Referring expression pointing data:
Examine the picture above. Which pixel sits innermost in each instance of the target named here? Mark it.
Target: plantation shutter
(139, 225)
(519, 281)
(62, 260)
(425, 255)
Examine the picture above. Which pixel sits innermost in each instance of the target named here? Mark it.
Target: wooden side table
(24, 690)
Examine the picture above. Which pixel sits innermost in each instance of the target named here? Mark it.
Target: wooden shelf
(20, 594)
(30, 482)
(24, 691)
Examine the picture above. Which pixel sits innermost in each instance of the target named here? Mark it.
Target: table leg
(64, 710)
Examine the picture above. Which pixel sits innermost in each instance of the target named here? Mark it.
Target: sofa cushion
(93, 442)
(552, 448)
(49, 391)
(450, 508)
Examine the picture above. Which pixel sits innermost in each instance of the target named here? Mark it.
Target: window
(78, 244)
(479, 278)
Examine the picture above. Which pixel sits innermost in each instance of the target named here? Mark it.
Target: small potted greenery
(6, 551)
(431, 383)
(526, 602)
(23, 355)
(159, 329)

**TASK DETAILS**
Each entry above is to be transcribed exactly as it was written.

**THE COMPLETED TASK**
Examine the picture above. Which pixel sits innermost in each instance of the target named here? Mark it.
Target: plantation shutter
(139, 225)
(519, 281)
(62, 260)
(425, 255)
Examine the picture above. Which pixel sits innermost in each instance of the target named here? Mark it.
Target: wooden side table
(24, 690)
Examine the picture above. Which pixel sits innermost in each instance of the target named here? Mark it.
Target: wooden shelf
(20, 594)
(30, 482)
(24, 691)
Examine the picture above. Which pixel sits innermost in each instance of the target named here? Mark it.
Target: table leg
(64, 710)
Examine the picture above. Which pixel sits innermost in each instance of the target named here? Mark it.
Target: sofa cushion
(93, 442)
(552, 448)
(49, 391)
(450, 508)
Examine the picture above. Which pixel sits innermost in each instance of the target named here? Mark it.
Target: window
(78, 244)
(479, 278)
Examine the picture above. Which pixel sits innermost in each instance of the target named here? Mark it.
Target: small potted greenery
(6, 551)
(431, 383)
(526, 602)
(23, 355)
(159, 329)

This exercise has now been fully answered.